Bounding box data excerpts
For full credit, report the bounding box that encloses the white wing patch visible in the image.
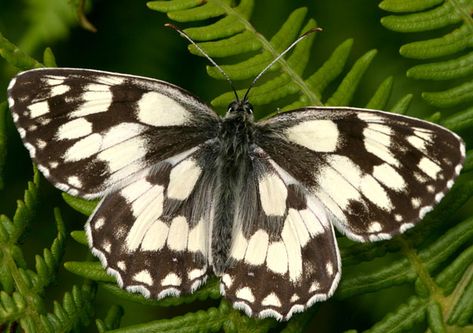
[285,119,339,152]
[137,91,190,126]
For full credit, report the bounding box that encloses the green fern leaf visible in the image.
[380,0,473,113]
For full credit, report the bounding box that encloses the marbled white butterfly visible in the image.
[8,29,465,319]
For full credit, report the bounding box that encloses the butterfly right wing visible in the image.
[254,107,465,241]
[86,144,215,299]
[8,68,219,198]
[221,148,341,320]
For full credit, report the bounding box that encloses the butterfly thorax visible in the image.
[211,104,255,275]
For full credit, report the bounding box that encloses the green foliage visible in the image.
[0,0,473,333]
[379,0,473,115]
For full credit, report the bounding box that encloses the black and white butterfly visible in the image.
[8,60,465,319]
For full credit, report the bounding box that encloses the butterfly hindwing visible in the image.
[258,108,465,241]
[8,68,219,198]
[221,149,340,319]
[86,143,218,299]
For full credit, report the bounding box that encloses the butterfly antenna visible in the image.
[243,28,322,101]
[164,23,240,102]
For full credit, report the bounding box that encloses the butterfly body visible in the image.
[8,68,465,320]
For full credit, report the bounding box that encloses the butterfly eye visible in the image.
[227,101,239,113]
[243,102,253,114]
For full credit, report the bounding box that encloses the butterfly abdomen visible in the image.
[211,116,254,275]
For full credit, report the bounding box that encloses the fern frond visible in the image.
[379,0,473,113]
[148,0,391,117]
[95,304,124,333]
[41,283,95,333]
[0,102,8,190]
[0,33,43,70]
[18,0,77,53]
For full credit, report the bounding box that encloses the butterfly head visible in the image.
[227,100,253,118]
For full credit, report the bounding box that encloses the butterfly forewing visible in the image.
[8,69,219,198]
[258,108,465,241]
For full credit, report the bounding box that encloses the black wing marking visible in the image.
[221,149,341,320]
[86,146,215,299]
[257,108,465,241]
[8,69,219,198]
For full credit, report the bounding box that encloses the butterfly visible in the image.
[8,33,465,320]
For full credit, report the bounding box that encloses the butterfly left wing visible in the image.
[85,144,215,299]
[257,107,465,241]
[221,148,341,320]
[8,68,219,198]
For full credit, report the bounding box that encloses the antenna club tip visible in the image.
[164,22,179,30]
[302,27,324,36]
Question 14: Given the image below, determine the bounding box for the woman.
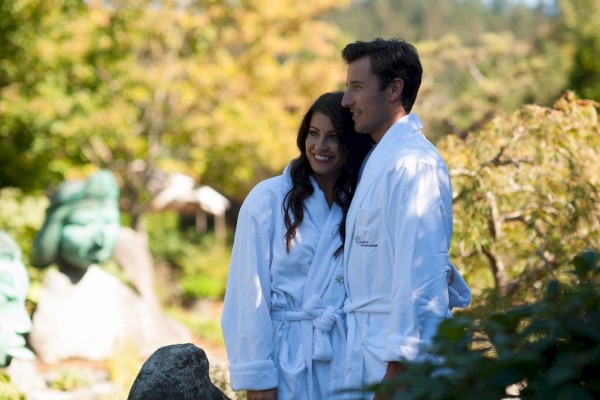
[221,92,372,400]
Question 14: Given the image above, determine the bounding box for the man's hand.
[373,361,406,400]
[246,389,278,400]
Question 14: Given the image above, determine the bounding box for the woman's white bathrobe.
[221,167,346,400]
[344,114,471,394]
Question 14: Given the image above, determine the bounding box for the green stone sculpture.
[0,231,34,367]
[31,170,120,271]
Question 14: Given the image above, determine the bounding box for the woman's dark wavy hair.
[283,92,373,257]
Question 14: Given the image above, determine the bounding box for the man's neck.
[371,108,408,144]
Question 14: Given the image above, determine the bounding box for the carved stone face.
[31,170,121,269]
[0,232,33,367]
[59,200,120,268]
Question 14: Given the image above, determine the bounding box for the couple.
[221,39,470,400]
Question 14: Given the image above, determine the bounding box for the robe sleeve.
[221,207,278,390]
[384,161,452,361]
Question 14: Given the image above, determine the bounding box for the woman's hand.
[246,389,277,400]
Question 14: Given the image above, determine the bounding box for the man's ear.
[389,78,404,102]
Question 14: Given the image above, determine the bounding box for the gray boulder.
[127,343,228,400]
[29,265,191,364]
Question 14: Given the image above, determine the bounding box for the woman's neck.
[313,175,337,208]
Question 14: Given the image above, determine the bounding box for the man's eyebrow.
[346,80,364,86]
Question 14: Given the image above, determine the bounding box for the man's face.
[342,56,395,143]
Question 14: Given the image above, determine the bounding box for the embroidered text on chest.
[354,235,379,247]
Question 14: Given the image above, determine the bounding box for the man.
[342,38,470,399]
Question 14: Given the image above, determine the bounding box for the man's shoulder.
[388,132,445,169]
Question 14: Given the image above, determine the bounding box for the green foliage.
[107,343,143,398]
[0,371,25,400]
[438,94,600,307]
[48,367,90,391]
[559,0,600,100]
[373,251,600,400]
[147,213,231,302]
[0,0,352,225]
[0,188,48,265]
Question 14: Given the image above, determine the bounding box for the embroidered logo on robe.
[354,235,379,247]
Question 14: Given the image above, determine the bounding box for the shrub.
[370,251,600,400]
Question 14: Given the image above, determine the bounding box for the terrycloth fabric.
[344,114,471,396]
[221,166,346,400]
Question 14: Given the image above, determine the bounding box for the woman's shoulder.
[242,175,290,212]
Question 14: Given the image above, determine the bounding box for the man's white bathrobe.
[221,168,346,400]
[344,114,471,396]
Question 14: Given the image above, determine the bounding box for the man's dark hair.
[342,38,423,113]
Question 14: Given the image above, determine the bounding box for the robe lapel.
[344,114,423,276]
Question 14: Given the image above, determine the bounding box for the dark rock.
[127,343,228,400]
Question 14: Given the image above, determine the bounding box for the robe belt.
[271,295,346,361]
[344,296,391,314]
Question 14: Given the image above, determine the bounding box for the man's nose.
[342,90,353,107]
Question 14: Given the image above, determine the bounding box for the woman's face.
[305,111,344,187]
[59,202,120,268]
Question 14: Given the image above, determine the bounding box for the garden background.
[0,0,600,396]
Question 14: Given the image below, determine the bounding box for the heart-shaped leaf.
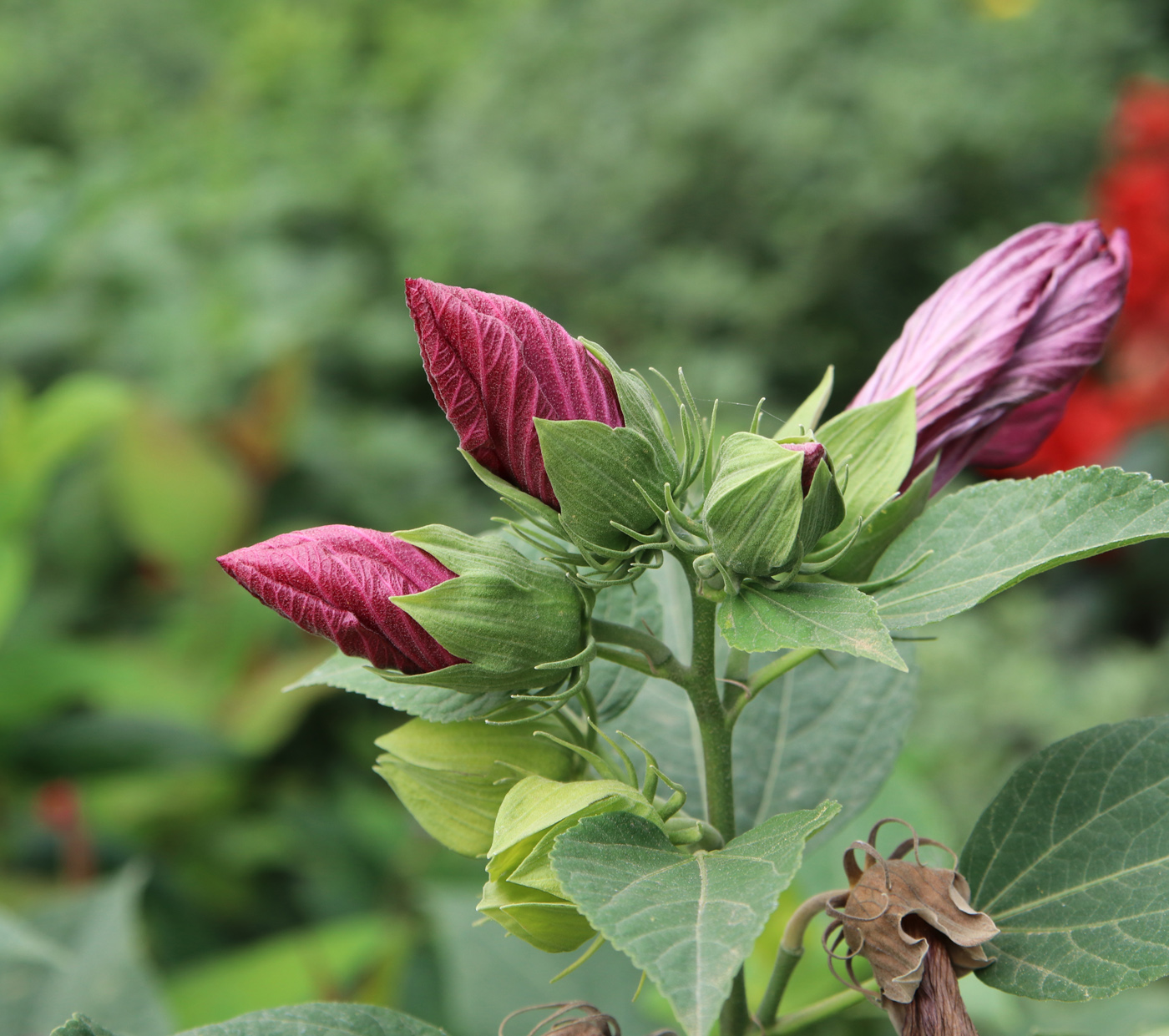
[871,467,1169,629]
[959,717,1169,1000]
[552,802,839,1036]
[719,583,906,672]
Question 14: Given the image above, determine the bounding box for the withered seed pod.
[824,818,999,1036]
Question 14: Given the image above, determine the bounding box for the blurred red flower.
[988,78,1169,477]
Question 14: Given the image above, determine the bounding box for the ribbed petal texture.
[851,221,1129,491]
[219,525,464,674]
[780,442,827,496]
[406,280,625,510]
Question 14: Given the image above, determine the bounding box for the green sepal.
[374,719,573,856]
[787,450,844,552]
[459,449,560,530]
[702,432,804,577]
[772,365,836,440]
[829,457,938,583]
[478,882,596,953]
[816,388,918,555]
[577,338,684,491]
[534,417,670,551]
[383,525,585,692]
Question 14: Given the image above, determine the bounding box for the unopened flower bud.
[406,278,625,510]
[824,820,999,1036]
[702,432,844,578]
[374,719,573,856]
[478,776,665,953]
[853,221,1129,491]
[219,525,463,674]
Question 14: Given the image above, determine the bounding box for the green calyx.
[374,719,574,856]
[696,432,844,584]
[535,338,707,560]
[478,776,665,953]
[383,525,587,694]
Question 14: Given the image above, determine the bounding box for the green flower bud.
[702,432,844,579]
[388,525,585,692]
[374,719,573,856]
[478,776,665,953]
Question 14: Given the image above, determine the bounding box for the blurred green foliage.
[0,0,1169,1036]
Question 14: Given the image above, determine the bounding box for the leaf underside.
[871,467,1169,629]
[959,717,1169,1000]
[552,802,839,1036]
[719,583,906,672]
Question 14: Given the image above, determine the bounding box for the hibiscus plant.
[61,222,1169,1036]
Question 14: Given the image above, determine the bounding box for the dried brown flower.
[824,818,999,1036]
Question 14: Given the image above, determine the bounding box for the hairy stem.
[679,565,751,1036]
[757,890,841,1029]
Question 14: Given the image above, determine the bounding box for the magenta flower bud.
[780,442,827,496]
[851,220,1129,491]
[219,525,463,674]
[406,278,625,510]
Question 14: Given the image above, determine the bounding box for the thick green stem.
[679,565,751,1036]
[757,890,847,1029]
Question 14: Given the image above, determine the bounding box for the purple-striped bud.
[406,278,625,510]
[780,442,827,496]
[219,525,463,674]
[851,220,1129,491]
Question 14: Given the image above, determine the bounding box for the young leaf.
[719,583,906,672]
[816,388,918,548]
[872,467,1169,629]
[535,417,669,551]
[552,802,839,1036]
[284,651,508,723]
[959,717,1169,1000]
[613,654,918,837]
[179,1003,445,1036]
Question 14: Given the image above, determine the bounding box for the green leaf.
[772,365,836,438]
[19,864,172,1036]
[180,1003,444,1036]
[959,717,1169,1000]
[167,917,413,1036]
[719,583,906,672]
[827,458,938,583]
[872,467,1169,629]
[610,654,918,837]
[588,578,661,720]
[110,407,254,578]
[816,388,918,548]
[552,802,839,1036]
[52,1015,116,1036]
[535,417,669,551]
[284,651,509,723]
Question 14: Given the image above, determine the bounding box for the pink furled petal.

## Task statement
Render the part that opens with the line containing "abdomen visible in the image." and closes with the line containing "[221,92,372,400]" as a two-column CSV with the columns text and answer, one row per item. Put each field in quotation marks, replace line breaks with spaces, and leave the pictures out.

## The completed task
text,answer
"For full credit, report the bounding box that encloses the butterfly abdomen visible in the image.","[211,116,254,275]"
"For full credit, report the bounding box that encloses the fern frond visible in the image.","[379,0,473,113] [148,0,391,117] [95,304,124,333] [41,283,95,333] [0,102,8,190] [0,33,43,70] [18,0,77,53]"
"For full credit, report the bounding box that encloses the butterfly head visible in the image.","[227,100,253,118]"
"For full credit, report the bounding box that encloses the butterfly forewing visible in the image.","[8,69,219,198] [258,108,465,241]"
"For full credit, report the bounding box that encloses the black wing marking visible in the image.","[221,149,341,320] [86,146,215,299] [257,108,465,241] [8,69,219,198]"
"For full credit, report the bounding box that encloses the butterfly visible in the image.","[8,33,465,320]"
"For full credit, report the bounding box that encloses the butterfly left wing visible in the image.","[85,144,215,299] [257,107,465,241] [221,148,341,320] [8,68,219,198]"
"For full credit, report the bounding box that encloses the antenna club tip visible in the image.","[164,22,179,30] [302,27,324,36]"
"Question 14: Given the image below, determine the bounding box for the woman.","[221,92,372,400]"